REQUIRED WORK: Word for word, restate the lines from the one holding "Reviewer check: each instance of the parked white" through the end of the data below, including both endpoints and nothing more.

DATA IN THIS EXERCISE:
Segment Open

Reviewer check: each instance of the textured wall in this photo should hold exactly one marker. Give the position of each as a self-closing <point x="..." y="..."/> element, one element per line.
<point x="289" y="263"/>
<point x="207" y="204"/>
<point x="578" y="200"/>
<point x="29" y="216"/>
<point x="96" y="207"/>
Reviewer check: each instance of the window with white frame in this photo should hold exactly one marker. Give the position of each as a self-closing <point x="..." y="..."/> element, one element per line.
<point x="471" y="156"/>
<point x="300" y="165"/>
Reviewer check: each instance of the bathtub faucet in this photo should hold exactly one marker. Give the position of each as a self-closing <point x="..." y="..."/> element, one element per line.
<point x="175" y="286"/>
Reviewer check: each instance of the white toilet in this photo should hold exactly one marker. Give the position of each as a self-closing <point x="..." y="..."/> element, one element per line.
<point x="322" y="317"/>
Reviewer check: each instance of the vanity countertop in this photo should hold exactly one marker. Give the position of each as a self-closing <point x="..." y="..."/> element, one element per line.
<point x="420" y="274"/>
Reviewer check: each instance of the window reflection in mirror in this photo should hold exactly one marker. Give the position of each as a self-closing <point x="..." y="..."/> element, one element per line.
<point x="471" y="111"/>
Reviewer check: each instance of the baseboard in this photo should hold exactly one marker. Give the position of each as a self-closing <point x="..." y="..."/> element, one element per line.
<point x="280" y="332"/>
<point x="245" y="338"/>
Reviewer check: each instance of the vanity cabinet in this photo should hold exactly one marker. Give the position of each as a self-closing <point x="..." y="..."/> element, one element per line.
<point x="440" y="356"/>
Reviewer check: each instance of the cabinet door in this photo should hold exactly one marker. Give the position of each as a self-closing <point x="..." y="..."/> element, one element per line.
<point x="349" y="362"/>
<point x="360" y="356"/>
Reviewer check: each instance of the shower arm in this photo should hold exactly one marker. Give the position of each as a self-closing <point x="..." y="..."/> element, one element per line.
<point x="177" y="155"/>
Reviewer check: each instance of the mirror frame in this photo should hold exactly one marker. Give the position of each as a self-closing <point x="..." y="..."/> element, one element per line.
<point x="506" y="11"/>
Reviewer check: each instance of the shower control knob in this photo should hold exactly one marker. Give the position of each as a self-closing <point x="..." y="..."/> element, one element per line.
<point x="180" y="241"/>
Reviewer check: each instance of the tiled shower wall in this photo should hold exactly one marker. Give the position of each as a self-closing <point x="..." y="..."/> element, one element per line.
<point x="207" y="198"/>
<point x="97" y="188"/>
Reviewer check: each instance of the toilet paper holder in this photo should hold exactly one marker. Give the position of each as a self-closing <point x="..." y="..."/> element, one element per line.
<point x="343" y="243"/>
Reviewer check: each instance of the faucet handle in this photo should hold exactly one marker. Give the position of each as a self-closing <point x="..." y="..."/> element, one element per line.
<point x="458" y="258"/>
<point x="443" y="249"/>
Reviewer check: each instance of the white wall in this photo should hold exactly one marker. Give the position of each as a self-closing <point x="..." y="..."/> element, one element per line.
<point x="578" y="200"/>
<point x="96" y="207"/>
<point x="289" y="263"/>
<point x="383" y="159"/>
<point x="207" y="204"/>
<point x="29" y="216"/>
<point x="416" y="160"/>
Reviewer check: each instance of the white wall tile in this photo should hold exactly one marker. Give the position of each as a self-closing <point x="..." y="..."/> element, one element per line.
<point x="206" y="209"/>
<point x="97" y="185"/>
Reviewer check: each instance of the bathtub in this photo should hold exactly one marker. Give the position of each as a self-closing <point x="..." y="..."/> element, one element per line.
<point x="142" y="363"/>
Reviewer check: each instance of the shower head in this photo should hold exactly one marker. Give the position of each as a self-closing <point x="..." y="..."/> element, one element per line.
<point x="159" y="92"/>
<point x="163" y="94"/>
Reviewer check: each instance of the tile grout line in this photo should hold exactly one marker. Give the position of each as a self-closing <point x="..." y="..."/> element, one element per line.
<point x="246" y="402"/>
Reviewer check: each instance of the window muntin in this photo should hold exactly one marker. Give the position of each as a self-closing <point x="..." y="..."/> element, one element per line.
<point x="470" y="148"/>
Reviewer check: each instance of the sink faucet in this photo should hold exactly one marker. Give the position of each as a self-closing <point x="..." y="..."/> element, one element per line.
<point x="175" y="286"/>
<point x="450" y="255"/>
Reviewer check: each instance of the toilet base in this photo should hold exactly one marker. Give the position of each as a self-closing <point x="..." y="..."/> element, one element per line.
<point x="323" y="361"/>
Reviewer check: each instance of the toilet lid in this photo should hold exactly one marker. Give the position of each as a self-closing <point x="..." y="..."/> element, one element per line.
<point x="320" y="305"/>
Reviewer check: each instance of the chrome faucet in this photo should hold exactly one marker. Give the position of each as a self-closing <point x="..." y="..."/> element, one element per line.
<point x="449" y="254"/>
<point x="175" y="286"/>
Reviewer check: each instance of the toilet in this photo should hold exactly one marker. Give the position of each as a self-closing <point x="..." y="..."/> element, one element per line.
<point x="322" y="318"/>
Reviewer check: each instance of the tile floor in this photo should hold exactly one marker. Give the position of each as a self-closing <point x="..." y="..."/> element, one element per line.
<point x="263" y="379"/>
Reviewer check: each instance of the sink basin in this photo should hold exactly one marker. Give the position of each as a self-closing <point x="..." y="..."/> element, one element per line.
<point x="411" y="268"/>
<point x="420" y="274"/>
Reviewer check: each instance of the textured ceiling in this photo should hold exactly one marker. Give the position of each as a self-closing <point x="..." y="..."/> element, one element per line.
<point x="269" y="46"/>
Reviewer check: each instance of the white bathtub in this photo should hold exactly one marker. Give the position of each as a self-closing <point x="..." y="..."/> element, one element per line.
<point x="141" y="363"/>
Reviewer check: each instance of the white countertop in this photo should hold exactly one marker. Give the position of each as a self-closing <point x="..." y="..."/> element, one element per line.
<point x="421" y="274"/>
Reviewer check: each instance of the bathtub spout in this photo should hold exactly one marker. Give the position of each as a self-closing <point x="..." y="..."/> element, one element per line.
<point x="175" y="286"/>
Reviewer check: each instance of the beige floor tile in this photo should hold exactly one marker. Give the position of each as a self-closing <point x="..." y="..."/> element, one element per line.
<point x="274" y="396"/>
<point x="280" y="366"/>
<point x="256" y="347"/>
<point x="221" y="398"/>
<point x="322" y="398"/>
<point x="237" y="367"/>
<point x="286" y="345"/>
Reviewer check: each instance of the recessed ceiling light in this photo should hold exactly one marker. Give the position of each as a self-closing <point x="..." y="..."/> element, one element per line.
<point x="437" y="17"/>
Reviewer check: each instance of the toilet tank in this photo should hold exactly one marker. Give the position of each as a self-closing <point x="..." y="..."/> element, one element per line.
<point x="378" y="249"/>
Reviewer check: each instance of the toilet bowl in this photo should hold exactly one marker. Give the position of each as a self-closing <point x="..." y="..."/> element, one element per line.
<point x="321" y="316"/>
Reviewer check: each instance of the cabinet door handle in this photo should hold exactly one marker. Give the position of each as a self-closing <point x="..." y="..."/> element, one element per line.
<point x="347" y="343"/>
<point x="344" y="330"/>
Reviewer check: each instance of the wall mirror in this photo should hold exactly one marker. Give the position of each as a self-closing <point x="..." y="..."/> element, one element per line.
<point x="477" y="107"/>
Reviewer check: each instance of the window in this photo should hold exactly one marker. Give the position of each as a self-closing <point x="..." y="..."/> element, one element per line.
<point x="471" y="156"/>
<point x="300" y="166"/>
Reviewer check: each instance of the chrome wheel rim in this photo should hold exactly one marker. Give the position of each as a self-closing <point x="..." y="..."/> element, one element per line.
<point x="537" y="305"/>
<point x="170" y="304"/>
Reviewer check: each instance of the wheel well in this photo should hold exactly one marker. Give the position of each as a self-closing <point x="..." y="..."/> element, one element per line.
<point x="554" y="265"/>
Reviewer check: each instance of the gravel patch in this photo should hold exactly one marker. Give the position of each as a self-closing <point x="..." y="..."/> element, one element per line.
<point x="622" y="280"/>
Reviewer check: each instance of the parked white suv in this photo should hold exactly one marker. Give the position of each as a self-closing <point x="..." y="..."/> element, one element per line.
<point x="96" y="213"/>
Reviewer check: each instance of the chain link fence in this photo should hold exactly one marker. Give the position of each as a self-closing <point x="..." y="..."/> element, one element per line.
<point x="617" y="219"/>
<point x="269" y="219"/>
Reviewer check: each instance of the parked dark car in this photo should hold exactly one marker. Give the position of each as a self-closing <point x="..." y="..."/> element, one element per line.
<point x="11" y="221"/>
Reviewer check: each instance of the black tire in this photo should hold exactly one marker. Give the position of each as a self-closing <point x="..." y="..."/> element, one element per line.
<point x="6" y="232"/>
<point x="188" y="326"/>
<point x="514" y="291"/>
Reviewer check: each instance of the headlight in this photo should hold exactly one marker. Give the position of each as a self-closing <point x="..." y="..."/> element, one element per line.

Segment Closed

TASK SOLUTION:
Reviewer check: each instance of the parked white suv in this photo should hold exactly one marker. Give the position of each as a self-closing <point x="..." y="..."/> element, one element per line.
<point x="96" y="213"/>
Reviewer check: each instance of the chain link fence in this photo should hold exactly one marker. Give the position of each as a self-closing <point x="..." y="..."/> element, one element per line.
<point x="617" y="219"/>
<point x="269" y="219"/>
Reviewer check: each instance of the parked dark car in this photo should hold exactly one marker. Give the position of each as a self-closing <point x="..." y="..."/> element, one element per line.
<point x="11" y="221"/>
Reviewer check: each instance of the black tire in this photo should hold exactly one marker. Give the position of each as a self-closing <point x="..." y="..."/> element, one element per line.
<point x="6" y="232"/>
<point x="188" y="326"/>
<point x="514" y="291"/>
Reviewer check: each instance of the headlight in this photo should hold exactly one marker. Give the position of each as a self-closing <point x="..." y="..."/> element, one element per line.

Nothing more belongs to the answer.